Count the lines of the material below that contain the string "building", treating uppercase and lowercase as different. Reply with the number alone.
[START MATERIAL FOR THE TASK]
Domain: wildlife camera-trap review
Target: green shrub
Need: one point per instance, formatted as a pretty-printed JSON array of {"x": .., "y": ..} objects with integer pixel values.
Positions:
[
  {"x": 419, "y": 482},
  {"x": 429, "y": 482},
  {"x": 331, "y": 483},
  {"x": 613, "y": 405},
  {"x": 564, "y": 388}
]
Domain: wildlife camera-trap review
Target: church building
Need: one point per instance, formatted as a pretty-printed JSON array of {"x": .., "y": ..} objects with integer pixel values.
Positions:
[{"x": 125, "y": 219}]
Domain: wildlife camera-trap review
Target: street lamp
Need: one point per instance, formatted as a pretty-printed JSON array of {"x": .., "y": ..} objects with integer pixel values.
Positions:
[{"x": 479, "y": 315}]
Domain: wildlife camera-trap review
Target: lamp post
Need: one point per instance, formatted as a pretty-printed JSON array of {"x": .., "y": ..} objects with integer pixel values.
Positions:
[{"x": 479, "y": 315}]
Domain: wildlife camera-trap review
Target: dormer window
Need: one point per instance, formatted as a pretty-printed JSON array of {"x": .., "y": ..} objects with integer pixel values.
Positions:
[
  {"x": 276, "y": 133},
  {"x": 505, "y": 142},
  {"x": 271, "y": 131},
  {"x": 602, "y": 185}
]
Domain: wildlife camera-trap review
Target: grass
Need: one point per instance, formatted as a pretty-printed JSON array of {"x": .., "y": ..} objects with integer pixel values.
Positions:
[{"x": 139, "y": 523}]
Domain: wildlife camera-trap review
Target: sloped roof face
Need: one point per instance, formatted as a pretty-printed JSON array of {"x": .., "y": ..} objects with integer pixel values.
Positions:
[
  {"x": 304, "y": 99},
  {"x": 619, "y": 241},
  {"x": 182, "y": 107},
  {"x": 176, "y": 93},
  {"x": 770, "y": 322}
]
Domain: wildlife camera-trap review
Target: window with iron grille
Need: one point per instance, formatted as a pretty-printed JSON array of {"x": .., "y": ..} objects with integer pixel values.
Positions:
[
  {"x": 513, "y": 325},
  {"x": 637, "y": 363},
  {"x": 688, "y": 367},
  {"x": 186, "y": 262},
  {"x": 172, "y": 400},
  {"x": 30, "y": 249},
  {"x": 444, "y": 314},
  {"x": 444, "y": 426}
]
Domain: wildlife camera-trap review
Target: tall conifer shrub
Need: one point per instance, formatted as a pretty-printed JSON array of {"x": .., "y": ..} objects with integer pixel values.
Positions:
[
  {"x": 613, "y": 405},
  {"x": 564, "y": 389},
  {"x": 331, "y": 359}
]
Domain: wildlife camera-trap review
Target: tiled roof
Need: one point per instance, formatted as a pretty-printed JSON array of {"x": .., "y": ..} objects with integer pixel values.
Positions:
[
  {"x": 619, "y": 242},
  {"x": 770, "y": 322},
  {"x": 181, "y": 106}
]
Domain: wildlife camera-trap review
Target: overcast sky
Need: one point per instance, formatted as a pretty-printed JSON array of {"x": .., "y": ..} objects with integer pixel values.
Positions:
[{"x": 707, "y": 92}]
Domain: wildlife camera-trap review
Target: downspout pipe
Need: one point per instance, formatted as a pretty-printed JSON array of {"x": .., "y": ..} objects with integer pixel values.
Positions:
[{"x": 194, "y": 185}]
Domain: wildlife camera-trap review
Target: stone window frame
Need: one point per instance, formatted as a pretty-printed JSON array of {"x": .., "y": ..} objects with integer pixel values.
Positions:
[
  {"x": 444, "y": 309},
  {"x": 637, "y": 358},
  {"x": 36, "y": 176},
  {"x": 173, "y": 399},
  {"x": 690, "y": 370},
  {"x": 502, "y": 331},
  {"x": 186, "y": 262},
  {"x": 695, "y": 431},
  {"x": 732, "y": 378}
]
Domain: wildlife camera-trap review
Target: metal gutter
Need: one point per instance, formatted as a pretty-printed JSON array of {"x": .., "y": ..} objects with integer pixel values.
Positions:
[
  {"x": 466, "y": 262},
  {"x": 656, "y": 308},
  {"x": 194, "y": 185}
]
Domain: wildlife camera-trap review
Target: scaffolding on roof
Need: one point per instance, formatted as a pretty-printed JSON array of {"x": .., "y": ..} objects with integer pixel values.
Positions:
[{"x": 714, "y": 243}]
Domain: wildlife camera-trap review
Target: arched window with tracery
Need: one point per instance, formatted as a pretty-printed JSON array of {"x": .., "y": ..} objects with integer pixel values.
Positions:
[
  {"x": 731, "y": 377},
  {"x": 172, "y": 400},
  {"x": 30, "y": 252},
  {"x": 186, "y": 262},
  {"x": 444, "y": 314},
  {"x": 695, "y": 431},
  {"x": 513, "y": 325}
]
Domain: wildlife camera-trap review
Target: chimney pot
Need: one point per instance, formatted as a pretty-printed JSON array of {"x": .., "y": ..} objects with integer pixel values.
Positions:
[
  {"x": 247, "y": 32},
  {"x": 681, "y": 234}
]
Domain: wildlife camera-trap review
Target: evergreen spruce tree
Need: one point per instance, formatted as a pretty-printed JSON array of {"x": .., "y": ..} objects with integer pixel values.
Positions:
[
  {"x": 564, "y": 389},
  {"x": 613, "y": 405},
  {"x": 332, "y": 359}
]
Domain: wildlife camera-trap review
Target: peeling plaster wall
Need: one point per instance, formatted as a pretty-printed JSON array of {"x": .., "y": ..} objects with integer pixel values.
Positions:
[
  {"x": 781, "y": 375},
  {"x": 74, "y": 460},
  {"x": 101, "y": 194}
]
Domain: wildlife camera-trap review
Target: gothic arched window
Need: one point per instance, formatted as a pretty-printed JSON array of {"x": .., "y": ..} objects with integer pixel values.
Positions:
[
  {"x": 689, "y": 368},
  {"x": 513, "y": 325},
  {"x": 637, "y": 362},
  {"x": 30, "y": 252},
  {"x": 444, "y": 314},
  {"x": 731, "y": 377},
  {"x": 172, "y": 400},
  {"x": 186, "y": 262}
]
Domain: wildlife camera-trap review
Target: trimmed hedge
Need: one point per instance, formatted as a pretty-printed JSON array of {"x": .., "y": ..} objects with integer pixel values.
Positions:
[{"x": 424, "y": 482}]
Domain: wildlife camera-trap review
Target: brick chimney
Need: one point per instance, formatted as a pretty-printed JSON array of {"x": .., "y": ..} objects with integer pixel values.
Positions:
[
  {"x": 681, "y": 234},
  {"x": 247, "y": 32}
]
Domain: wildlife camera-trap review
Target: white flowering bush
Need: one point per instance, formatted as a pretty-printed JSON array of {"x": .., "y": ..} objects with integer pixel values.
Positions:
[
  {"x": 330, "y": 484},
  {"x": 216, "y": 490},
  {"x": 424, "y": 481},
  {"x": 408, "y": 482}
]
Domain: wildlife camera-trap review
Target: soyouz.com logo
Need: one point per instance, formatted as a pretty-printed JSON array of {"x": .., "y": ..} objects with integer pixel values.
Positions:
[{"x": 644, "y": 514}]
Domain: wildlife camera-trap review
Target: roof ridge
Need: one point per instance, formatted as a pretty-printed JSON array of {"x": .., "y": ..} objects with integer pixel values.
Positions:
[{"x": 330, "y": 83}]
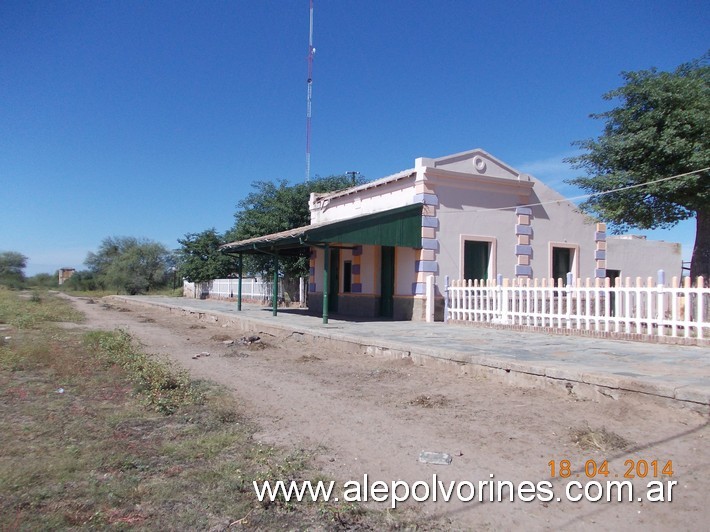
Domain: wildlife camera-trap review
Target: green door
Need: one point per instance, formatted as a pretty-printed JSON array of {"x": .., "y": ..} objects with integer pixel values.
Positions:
[
  {"x": 333, "y": 280},
  {"x": 475, "y": 260},
  {"x": 387, "y": 282},
  {"x": 561, "y": 263}
]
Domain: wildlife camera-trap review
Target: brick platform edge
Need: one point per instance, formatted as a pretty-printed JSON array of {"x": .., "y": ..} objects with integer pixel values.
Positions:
[{"x": 594, "y": 386}]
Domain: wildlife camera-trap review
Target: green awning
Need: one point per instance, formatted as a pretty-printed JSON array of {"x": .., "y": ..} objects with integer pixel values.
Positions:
[{"x": 400, "y": 227}]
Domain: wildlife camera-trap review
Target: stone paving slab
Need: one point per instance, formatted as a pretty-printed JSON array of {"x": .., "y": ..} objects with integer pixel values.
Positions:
[{"x": 675, "y": 372}]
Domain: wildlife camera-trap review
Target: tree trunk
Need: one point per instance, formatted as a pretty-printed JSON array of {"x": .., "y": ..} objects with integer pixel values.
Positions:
[{"x": 700, "y": 263}]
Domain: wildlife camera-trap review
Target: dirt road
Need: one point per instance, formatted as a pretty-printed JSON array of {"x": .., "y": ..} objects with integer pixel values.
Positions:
[{"x": 358, "y": 414}]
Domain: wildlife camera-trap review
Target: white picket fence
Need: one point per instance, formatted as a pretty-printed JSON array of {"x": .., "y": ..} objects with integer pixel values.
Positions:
[
  {"x": 648, "y": 307},
  {"x": 252, "y": 289}
]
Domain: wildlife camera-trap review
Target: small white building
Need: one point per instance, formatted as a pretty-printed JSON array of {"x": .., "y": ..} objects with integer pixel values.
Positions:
[{"x": 462, "y": 216}]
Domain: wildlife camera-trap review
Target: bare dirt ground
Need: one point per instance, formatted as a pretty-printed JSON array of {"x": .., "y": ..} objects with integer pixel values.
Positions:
[{"x": 358, "y": 414}]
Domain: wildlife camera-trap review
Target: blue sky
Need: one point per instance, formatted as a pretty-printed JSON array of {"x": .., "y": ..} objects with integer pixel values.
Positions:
[{"x": 151, "y": 119}]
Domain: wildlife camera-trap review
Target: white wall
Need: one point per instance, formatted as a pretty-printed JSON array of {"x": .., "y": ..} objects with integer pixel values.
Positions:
[{"x": 643, "y": 258}]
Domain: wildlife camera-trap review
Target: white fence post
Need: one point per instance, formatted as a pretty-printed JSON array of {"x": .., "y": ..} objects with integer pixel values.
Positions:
[{"x": 649, "y": 308}]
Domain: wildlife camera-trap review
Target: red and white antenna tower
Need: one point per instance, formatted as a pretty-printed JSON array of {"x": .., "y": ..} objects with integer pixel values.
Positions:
[{"x": 311, "y": 53}]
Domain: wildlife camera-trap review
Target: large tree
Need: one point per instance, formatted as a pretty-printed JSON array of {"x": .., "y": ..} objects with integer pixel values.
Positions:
[
  {"x": 657, "y": 140},
  {"x": 277, "y": 206},
  {"x": 200, "y": 259},
  {"x": 12, "y": 265},
  {"x": 130, "y": 264}
]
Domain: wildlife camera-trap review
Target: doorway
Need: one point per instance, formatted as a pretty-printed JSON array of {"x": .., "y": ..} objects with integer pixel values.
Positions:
[
  {"x": 387, "y": 282},
  {"x": 333, "y": 279}
]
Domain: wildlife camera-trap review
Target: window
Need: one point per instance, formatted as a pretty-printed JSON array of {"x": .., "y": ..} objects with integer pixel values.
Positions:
[
  {"x": 347, "y": 276},
  {"x": 476, "y": 258},
  {"x": 564, "y": 260}
]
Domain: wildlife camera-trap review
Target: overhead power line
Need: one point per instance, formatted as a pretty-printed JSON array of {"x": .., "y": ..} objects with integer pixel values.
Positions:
[{"x": 585, "y": 196}]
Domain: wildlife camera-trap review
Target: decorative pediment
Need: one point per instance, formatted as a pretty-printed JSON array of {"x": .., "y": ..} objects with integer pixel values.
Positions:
[{"x": 476, "y": 162}]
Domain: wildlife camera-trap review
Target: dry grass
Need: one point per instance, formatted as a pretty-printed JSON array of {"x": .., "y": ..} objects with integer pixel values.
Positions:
[
  {"x": 590, "y": 439},
  {"x": 80, "y": 448},
  {"x": 429, "y": 401}
]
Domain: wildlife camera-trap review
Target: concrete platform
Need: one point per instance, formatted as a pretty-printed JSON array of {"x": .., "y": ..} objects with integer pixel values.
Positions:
[{"x": 584, "y": 366}]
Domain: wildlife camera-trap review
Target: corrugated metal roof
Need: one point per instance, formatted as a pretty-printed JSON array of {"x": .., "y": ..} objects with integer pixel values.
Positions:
[{"x": 394, "y": 227}]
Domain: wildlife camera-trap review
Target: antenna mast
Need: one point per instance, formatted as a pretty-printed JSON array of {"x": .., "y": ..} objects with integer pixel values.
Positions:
[{"x": 311, "y": 52}]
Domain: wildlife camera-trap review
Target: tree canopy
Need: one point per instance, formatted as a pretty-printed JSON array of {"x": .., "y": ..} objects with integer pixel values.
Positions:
[
  {"x": 200, "y": 259},
  {"x": 12, "y": 265},
  {"x": 130, "y": 264},
  {"x": 656, "y": 146},
  {"x": 277, "y": 206}
]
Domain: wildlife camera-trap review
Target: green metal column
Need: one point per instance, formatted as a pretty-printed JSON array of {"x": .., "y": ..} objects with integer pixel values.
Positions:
[
  {"x": 275, "y": 295},
  {"x": 326, "y": 264},
  {"x": 239, "y": 286}
]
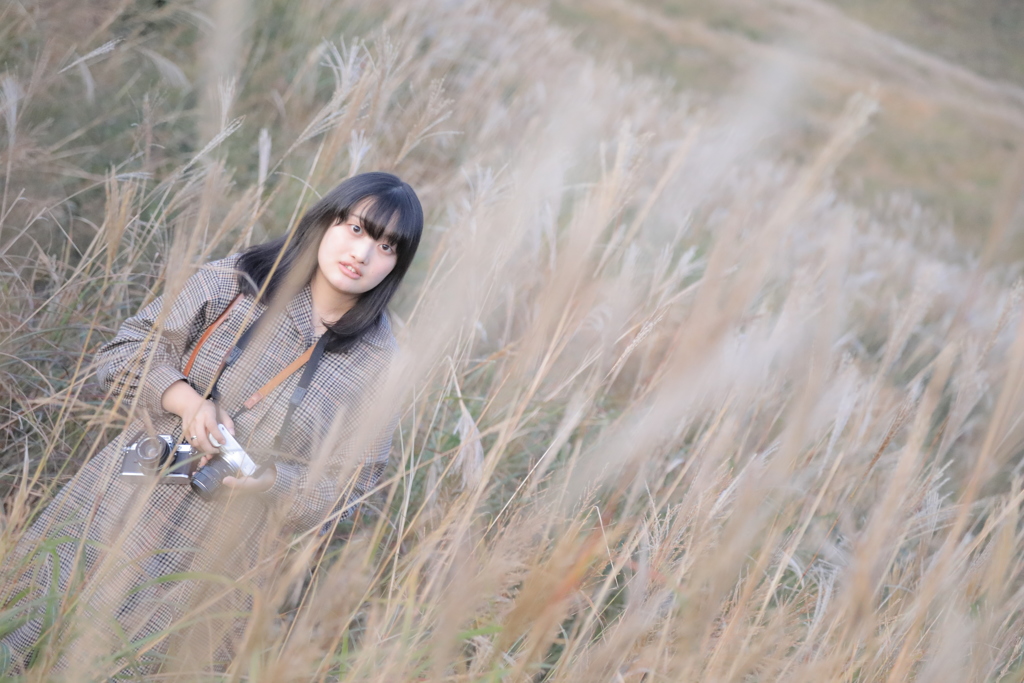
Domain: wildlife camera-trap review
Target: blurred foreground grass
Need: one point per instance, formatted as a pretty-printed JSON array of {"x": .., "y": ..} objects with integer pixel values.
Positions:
[{"x": 673, "y": 407}]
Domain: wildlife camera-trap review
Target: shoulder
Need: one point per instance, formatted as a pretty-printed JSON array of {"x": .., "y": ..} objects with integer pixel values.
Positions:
[{"x": 219, "y": 280}]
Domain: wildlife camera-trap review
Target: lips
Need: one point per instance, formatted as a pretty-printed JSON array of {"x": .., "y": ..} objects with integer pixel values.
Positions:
[{"x": 350, "y": 270}]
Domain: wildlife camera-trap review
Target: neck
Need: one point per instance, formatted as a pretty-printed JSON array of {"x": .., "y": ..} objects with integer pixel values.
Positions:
[{"x": 329, "y": 304}]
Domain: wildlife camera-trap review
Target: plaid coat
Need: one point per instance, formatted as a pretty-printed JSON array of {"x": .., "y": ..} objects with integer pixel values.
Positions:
[{"x": 126, "y": 555}]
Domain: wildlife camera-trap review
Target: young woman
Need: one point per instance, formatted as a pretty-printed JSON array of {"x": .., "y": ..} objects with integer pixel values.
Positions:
[{"x": 130, "y": 554}]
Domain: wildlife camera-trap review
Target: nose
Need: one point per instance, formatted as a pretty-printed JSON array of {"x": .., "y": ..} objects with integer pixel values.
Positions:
[{"x": 360, "y": 250}]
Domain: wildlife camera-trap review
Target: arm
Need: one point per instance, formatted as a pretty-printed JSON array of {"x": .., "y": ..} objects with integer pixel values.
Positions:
[{"x": 143, "y": 360}]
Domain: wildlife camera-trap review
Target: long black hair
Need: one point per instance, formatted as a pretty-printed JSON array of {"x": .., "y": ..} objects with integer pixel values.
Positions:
[{"x": 394, "y": 213}]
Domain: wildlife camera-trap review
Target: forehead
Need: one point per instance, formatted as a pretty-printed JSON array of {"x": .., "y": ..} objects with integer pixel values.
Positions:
[{"x": 363, "y": 209}]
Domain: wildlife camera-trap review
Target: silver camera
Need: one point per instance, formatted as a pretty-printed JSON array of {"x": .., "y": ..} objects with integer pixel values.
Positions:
[
  {"x": 232, "y": 461},
  {"x": 156, "y": 457}
]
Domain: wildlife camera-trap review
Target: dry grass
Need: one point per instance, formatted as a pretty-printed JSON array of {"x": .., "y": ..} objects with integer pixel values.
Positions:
[{"x": 672, "y": 411}]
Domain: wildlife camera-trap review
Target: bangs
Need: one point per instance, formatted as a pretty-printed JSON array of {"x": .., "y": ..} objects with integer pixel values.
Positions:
[{"x": 393, "y": 217}]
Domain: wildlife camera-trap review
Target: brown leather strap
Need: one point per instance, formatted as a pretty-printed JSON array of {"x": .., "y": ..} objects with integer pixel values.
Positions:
[
  {"x": 209, "y": 331},
  {"x": 264, "y": 390}
]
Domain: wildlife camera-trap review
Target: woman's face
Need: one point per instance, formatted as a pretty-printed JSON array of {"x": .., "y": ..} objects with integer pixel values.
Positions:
[{"x": 349, "y": 259}]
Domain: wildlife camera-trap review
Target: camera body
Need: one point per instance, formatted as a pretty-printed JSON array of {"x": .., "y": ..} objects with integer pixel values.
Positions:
[
  {"x": 155, "y": 456},
  {"x": 232, "y": 461}
]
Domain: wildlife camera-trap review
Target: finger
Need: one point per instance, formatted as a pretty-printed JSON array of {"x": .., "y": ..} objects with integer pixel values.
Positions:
[
  {"x": 209, "y": 427},
  {"x": 225, "y": 420}
]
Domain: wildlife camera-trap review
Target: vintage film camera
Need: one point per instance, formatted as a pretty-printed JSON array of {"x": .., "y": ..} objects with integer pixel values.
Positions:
[
  {"x": 232, "y": 461},
  {"x": 156, "y": 456}
]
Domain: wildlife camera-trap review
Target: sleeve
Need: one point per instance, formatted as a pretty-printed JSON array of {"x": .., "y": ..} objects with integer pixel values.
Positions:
[
  {"x": 307, "y": 504},
  {"x": 145, "y": 356}
]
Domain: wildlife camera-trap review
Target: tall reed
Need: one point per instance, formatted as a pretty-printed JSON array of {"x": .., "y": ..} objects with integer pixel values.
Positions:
[{"x": 671, "y": 408}]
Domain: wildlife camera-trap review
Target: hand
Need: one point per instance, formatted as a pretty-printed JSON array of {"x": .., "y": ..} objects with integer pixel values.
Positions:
[
  {"x": 255, "y": 484},
  {"x": 199, "y": 417}
]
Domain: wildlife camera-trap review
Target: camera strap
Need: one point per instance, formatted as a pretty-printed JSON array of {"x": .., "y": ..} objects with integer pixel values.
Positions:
[{"x": 309, "y": 360}]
[END MATERIAL FOR THE TASK]
**TASK ANSWER:** 2